Exercise details » Rewrite the passage on secular and Islamic feminisms in the Arab world from "Secular feminisms and" to "the Arab World.", substituting "writings" for "treatises".

Document segment »

# # # #

WOMEN AND RELIGIONS: PORTRAITS, ORGANISATIONS, DEBATES

Secular feminisms and Islamic feminisms: some instances in the Arab world

In Muslim societies, the first treatises in favour of the emancipation of women appeared in the 19th centuries and were devised by reformist religious men and nahda[1] thinkers. This intellectual trend – to which the islah[2] was associated – was animated by men and women from different faiths (Muslims, Christians and Jews) and reflects the diversity of the Arab World.

The Nahda's reformist and feminist elites

From the outset, some of the Nahda actors saw the issue of women's education as a prerequisite condition to the process of modernisation of the mainly Muslim Arab world; such was Rifa'a al-Tahtawi[3] who was in charge of the first mission of Al-Ahzar University students in France at the end of the 1920s. As a result, he proceeded to sift through Islam's fundamental texts (Quran and hadith) in the light of the new ideas being framed in the European languages. He published The Honest Guide for Education of Girls and Boys: in open advocacy for girls' education, this pioneering work promotes gender equality regarding access to education. Al-Tahtawi wards off the adversaries of girls' education, found notably in Al-Hazar's conservative circles, with a virulent critique grounded in religious arguments, citing some of the Prophet's wives, namely Aisha and Hafsa who were educated women.

Two generations later, the Nahda sprang out another leading light in the person of Qasim Amin[4] . His major contribution is to be found in two founding essays, namely Tahrir al-mara (The Liberation of Woman) and al-Mara al-jadida (The New Woman, 1900). In these books he champions the improvement of women's (in his view parlous) condition in Muslim societies, the primacy of reason, the modernisation of Islam, access to education for all, etc... The first book, published in 1899, raised a hue and cry in conservative circles and marked a sea change in Egyptian society. The book, which relies on theological arguments, amounts to a strong advocacy in favour of women's emancipation, the end of sexual segregation, the access of women to education, the abolition of repudiation and polygamy.

# # # #

Given data »
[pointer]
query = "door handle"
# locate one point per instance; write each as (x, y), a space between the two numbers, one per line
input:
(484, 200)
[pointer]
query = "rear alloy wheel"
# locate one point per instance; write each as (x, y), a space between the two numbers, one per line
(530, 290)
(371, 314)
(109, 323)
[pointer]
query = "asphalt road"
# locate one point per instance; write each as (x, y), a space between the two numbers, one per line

# # # #

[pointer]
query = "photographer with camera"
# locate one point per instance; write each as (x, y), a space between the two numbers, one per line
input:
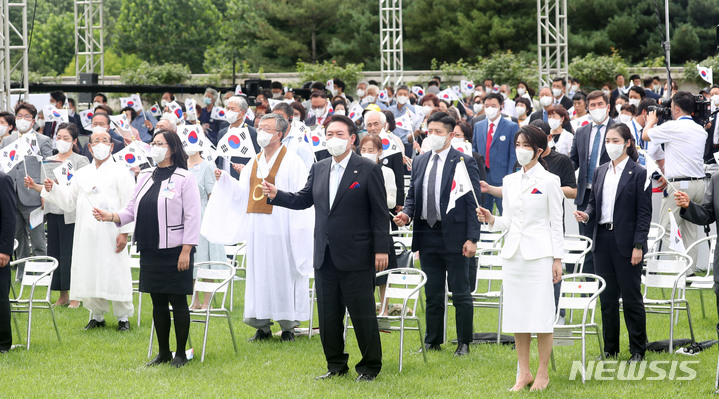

# # # #

Complete output »
Secular feminisms and Islamic feminisms: some instances in the Arab world

In Muslim societies, the first writings in favour of the emancipation of women appeared in the 19th centuries and were devised by reformist religious men and nahda[1] thinkers. This intellectual trend – to which the islah[2] was associated – was animated by men and women from different faiths (Muslims, Christians and Jews) and reflects the diversity of the Arab World.